Dataset entries
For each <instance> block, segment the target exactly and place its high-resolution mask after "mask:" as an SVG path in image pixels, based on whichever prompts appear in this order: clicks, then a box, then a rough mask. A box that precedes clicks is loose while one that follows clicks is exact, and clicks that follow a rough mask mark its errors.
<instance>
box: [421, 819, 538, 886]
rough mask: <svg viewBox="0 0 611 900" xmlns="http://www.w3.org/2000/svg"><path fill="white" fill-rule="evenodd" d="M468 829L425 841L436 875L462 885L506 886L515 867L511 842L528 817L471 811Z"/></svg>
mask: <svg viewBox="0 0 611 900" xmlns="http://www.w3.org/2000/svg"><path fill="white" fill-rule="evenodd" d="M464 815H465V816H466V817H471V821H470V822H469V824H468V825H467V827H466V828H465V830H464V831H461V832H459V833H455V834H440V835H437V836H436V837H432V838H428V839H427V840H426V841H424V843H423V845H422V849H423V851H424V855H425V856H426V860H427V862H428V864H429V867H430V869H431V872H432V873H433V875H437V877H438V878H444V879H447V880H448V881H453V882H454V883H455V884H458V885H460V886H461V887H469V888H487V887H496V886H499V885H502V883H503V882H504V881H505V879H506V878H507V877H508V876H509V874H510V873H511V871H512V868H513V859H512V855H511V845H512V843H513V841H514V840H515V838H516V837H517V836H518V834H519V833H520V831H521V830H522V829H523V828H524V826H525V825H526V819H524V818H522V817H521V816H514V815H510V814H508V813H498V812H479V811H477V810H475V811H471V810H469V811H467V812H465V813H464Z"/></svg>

**Problem description:** Please transcribe the records exactly from their first line through the line holding "box: [421, 819, 538, 886]", and leave out all others.

**Output for this exercise:**
For each <instance> block, segment the target exactly and place its high-resolution mask after "mask:" as an SVG path in image pixels, based on whichever prompts appear in this order: clicks, then a box, then a rough mask. A box that precedes clicks is loose while one that follows clicks is exact, and clicks that follow a rough mask mark its errors.
<instance>
box: [421, 819, 538, 886]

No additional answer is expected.